─── TASK INPUT ───

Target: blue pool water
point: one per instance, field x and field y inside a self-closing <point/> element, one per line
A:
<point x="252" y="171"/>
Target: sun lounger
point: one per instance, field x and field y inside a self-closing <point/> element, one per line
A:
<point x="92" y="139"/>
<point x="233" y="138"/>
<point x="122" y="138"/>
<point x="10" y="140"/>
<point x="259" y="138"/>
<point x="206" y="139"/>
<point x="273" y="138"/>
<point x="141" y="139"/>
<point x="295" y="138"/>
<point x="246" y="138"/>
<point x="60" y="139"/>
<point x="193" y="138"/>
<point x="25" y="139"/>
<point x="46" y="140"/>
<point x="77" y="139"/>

───
─── TASK INPUT ───

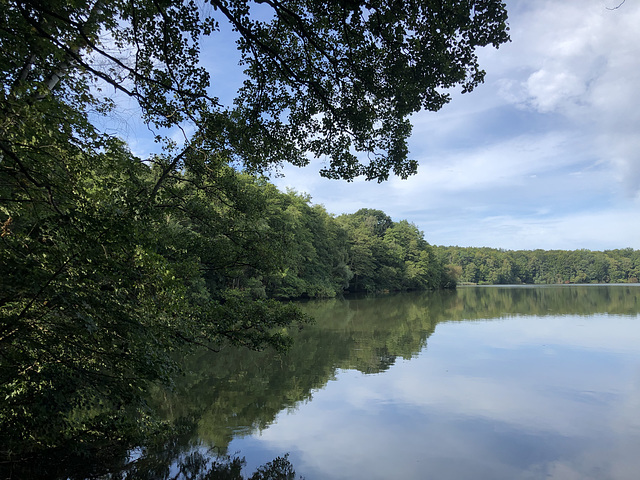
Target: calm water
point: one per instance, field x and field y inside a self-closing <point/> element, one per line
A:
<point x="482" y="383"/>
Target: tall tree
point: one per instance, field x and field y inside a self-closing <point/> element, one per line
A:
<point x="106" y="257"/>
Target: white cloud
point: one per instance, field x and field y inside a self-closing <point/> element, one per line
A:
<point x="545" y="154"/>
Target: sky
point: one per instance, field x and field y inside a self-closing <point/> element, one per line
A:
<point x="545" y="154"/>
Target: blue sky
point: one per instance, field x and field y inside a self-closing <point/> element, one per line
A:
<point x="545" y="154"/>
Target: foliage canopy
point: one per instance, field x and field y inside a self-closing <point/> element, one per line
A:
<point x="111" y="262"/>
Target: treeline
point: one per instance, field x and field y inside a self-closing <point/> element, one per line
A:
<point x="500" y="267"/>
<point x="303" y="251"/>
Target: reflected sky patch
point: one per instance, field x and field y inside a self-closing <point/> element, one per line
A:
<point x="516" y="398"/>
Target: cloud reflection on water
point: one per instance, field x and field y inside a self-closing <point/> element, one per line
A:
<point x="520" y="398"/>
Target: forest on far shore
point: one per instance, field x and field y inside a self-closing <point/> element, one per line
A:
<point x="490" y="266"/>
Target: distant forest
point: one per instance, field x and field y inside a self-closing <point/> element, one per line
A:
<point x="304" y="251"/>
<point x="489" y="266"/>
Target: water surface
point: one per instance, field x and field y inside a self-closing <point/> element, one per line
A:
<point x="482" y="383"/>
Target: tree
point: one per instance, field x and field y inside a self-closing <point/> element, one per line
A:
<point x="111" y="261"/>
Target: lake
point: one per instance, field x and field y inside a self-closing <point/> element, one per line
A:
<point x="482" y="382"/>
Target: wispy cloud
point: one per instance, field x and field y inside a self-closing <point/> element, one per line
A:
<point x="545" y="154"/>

───

Copy out all lines of the material containing the word "cloud".

Target: white cloud
Target: cloud reflection on water
Target: wispy cloud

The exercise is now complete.